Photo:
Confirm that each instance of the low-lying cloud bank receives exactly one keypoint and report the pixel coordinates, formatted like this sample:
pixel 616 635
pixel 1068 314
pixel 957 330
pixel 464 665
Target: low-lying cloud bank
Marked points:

### Stated exercise:
Copy out the rows again, putting "low-lying fog bank" wherever "low-lying cloud bank" appears and keeping every other part the same.

### Task result:
Photo:
Confirm that each instance of the low-lying fog bank receives exactly one keypoint and report the pixel coordinates, formatted like this sample:
pixel 616 635
pixel 1068 314
pixel 957 330
pixel 464 665
Target: low-lying fog bank
Marked points:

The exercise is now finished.